== Gegevens bij opdracht ==

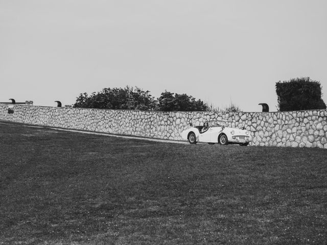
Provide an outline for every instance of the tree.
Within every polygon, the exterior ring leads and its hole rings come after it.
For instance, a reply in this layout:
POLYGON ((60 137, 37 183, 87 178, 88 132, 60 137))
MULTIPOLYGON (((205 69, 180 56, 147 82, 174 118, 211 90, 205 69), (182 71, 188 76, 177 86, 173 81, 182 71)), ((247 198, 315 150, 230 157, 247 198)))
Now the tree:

===

● **Uit te voeren**: Bewerk de records door alle regels opnieuw te geven, met "tree" overal vervangen door "car" en verder niets veranderd. Laat de afbeeldingen weg.

● **Uitwerking**:
Provide an outline for every instance of the car.
Within every polygon, the exterior ring leads and its hole rings come after it.
For instance, a reply in this layout:
POLYGON ((60 137, 37 183, 87 178, 88 132, 60 137))
MULTIPOLYGON (((205 69, 180 56, 147 82, 174 118, 211 90, 205 69), (182 71, 188 76, 177 86, 173 81, 182 71)), ((247 198, 315 150, 230 157, 247 198)))
Now the car:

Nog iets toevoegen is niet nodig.